··· Data for review

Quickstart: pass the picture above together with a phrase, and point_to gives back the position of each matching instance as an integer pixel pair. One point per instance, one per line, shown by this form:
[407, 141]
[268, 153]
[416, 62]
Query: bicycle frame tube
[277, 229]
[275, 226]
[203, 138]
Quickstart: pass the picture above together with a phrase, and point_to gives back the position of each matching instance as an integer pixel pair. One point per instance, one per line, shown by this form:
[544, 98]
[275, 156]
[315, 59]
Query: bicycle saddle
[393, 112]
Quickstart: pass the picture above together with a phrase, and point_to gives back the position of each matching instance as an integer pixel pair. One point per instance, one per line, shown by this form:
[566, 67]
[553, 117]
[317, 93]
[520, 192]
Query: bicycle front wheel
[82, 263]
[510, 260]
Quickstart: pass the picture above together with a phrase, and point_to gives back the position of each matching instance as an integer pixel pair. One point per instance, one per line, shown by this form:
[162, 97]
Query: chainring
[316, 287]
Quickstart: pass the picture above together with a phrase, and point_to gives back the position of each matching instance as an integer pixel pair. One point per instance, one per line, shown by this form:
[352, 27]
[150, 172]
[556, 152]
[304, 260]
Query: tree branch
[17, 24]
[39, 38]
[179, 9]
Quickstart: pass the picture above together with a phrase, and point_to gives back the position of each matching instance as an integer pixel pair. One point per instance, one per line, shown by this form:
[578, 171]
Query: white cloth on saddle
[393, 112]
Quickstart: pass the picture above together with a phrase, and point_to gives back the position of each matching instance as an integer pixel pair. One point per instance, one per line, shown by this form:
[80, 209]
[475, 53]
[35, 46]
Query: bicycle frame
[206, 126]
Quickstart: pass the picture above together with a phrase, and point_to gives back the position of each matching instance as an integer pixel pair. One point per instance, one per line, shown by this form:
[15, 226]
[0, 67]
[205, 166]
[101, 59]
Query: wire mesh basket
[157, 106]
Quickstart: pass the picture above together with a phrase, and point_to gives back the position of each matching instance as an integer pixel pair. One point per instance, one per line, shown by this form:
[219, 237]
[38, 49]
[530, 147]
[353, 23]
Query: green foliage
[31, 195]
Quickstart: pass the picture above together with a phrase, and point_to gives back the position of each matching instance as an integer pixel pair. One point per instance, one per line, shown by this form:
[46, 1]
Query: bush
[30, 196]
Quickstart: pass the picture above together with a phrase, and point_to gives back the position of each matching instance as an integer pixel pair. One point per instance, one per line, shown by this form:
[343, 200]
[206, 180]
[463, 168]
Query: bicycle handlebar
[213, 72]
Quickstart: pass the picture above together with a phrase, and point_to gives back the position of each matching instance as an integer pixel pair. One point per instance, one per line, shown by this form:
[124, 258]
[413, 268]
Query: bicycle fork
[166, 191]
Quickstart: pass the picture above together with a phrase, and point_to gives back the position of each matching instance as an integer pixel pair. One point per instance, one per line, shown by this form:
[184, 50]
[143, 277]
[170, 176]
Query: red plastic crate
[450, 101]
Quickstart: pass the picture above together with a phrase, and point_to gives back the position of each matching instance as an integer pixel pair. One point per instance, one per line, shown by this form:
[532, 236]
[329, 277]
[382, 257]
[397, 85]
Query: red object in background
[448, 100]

······

_Exercise:_
Produce an exact copy of every entry above.

_Response to this task:_
Quickstart: pass the picture above together with a phrase, and point_to gives back the position of each matching instance as an integer pixel pair. One point per instance, one per line, shown by this form:
[407, 141]
[268, 153]
[416, 62]
Query: bicycle frame tube
[277, 229]
[275, 226]
[203, 138]
Quickstart: pass the picture above together with a phrase, and point_to gives back the position of each matching instance as an integer pixel pair. One point per instance, one per line, shown by this form:
[544, 98]
[275, 156]
[315, 59]
Query: bicycle saddle
[393, 112]
Quickstart: pass the picture above together with a phrase, and point_to gives back the position of each matching instance as an integer pixel pair. One point per instance, one per line, shown by this form:
[566, 67]
[553, 117]
[317, 93]
[520, 192]
Query: bicycle front wheel
[82, 263]
[510, 260]
Quickstart: pass the picture above together with a phrase, and point_to gives back the position of each matching instance as an integer pixel pair. One point per instance, one per line, shown by this form:
[162, 97]
Query: chainring
[316, 287]
Quickstart: pass the picture above together with a phrase, and point_to gives back the position of each matching instance as an integer pixel pair. One point per instance, one per line, shown by this form:
[352, 27]
[150, 172]
[556, 152]
[304, 260]
Query: tree branch
[17, 24]
[39, 38]
[179, 9]
Quickstart: pass the picture above together with a phrase, and point_to gives back the position of each matching instance as an integer pixel pair. One point per instance, one per line, shown by this form:
[578, 171]
Query: white cloth on saddle
[393, 112]
Quickstart: pass the picture above together with a phrase, and point_to gives back the position of each matching instance as an integer pixel pair. One point per instance, one per line, shown by this form:
[80, 209]
[475, 53]
[35, 46]
Query: bicycle frame
[206, 126]
Quickstart: pass the picture above together with a phrase, and point_to gives back the position of each matching instance as an integer pixel pair. One point per instance, one per line, shown by this form:
[15, 226]
[0, 67]
[205, 166]
[101, 59]
Query: wire mesh basket
[157, 106]
Quickstart: pass the picture above together with a phrase, and point_to gives back the position of each matching instance as an integer pixel pair. One point per instance, one per line, shown by this form:
[219, 237]
[38, 49]
[530, 147]
[353, 23]
Query: green foliage
[31, 195]
Quickstart: pass the picture above together with a phrase, and point_to gives back the position of each matching instance as an integer pixel pair. One point per instance, one per line, shown by this form:
[46, 1]
Query: bush
[30, 196]
Quickstart: pass the picture above together with a phrase, and point_to gives back the position of each matching instance as an integer pixel pair. One point per instance, one per line, shown by this form:
[343, 200]
[206, 180]
[463, 168]
Query: bicycle handlebar
[213, 72]
Quickstart: pass the picture above together with a phrase, and point_to gives back the position of each matching instance as an integer pixel pair. One point per instance, one per line, shown by this form:
[124, 258]
[413, 268]
Query: bicycle fork
[166, 191]
Quickstart: pass the picture above together with a phrase, and point_to gives back the position of each matching instance as an integer pixel pair. One point per instance, one per line, shown by this form:
[184, 50]
[143, 277]
[170, 176]
Query: red plastic crate
[450, 101]
Quickstart: pass the picture above together with a phrase, and point_to gives back the position of each matching instance as an integer pixel pair. One point per instance, one per line, shown by this form:
[532, 236]
[329, 277]
[382, 257]
[397, 85]
Query: red object in background
[448, 100]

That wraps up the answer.